▸ INSTRUCCIONES DE TRABAJO
[A] Según el fragmento sobre «Amor» de Haneke, ¿qué es lo que genera adhesión o rechazo? Responde en una a tres oraciones.
[B] Retoma el fragmento sobre «Amor» de Haneke justo después de su última oración.

▸ FRAGMENTO MOSTRADO
□ □ □

La precisión clínica de los encuadres de Haneke asfixia el periplo de la enfermedad degenerativa de Anne y el vínculo sufriente de marido/cuidador de Georges. Haneke los va arrinconando, va convirtiendo este encierro casi polanskiano en la crónica de un invasor implacable que va ganando terreno. Nos ahorramos la excursión al hospital, pero no la silla de ruedas, las enfermeras eficazmente distantes, las duchas infernales, la pérdida del habla, el ruido sordo del dolor, la desesperación que cristaliza en una bofetada ino-portuna. Lo que genera adhesión o rechazo es la franqueza, la desnudez con que se nos retrata ese proceso; lo que sorprende es que el conjunto exude una ternura insólita en el cineasta austriaco, que ha firmado con «Amor» su primera película triste. Lo que quiere decir la menos teórica, la menos brechtiana, la menos temerosa de tocar la piel del espectador sin reproches de por medio.

□ □ □

▸ INFORMACIÓN DE ORIGEN
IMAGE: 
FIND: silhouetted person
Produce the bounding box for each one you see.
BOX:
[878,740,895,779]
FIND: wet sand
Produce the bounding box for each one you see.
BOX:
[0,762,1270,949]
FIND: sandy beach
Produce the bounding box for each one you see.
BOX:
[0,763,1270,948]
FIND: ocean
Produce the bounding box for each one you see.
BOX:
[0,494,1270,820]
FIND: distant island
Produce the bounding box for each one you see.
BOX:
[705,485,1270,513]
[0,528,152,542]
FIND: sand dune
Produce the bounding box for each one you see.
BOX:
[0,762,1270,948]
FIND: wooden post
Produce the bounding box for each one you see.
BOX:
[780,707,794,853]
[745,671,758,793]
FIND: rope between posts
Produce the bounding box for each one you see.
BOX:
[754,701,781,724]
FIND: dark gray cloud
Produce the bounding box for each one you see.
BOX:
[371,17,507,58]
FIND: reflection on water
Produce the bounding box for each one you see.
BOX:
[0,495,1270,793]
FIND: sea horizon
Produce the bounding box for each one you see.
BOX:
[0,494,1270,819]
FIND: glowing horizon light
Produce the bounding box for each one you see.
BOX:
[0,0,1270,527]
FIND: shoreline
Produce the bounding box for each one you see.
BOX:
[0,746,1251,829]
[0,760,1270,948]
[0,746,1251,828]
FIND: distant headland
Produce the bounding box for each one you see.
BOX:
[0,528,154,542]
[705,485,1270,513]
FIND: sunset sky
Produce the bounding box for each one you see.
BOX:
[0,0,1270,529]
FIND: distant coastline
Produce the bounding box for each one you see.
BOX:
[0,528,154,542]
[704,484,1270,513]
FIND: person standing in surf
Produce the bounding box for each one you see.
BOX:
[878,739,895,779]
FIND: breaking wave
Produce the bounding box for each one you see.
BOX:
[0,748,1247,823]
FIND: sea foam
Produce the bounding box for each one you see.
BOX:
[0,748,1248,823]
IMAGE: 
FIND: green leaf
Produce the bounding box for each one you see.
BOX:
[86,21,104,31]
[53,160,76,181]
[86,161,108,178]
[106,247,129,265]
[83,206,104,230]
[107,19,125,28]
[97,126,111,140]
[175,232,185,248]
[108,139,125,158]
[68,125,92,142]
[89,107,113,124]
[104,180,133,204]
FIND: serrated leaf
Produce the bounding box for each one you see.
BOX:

□ □ □

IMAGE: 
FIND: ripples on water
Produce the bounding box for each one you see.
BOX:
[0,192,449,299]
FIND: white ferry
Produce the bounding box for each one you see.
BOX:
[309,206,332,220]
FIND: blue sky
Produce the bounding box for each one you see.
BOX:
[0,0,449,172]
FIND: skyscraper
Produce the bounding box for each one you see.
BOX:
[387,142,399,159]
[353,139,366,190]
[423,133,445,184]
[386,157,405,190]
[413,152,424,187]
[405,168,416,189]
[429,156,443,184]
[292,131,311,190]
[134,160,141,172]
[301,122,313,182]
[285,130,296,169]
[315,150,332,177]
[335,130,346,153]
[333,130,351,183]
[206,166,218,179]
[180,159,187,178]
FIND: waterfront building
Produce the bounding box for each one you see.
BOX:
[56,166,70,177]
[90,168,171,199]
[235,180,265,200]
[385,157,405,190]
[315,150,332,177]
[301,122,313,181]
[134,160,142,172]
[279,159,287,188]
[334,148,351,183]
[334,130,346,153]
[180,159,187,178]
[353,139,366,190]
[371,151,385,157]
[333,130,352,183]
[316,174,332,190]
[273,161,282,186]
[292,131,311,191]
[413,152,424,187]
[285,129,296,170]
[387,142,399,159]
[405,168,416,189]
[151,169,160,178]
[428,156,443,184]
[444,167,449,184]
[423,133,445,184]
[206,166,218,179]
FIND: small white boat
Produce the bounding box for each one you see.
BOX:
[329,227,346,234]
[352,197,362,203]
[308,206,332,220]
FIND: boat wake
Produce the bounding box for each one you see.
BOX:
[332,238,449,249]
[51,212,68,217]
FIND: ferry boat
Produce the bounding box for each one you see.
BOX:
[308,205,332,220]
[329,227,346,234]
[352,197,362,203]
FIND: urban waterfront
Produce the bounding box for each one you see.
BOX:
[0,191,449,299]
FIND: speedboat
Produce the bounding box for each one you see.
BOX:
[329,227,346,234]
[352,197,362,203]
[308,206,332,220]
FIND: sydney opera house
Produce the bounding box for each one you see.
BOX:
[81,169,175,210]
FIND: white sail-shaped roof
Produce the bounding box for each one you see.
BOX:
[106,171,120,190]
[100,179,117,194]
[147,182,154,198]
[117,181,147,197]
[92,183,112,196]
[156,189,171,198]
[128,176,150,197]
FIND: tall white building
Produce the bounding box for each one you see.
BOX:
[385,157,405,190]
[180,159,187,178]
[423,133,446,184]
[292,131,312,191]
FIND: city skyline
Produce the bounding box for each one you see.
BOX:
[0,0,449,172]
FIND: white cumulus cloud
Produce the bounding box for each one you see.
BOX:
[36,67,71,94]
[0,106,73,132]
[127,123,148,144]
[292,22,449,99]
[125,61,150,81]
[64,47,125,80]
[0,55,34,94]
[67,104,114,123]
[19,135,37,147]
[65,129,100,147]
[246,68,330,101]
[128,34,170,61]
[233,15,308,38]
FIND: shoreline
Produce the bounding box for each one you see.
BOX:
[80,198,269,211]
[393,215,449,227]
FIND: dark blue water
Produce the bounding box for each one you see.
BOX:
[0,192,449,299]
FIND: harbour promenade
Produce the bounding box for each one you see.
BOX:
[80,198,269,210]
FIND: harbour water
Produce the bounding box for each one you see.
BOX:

□ □ □

▸ RESPUESTAS DADAS
[A] Lo que genera adhesión o rechazo es la franqueza, la desnudez con que se retrata el proceso de la enfermedad degenerativa de Anne y el sufrimiento de Georges como marido y cuidador.

[B]
La imbatible honestidad de Emmanuelle Riva y Jean-Louis Trintignant al afrontar el reto heroico de dejarse filmar por un Haneke que los transforma en ásperas reencarnaciones de un tiempo que no perdona justifica por sí sola la visión de la película. Sin embargo, el gran hallazgo de «Amor» es que, después de todo, cuenta la historia de dos personas que creen que lo que sienten el uno por el otro es, claro, el fin de todas las cosas. La piedad, el sacrificio, la generosidad hacen que un acto atroz sea, en el fondo, un modo de resistirse a la implacable tiranía de la muerte, un último beso para vencer la impotencia que produce el mundo cuando cierra los ojos.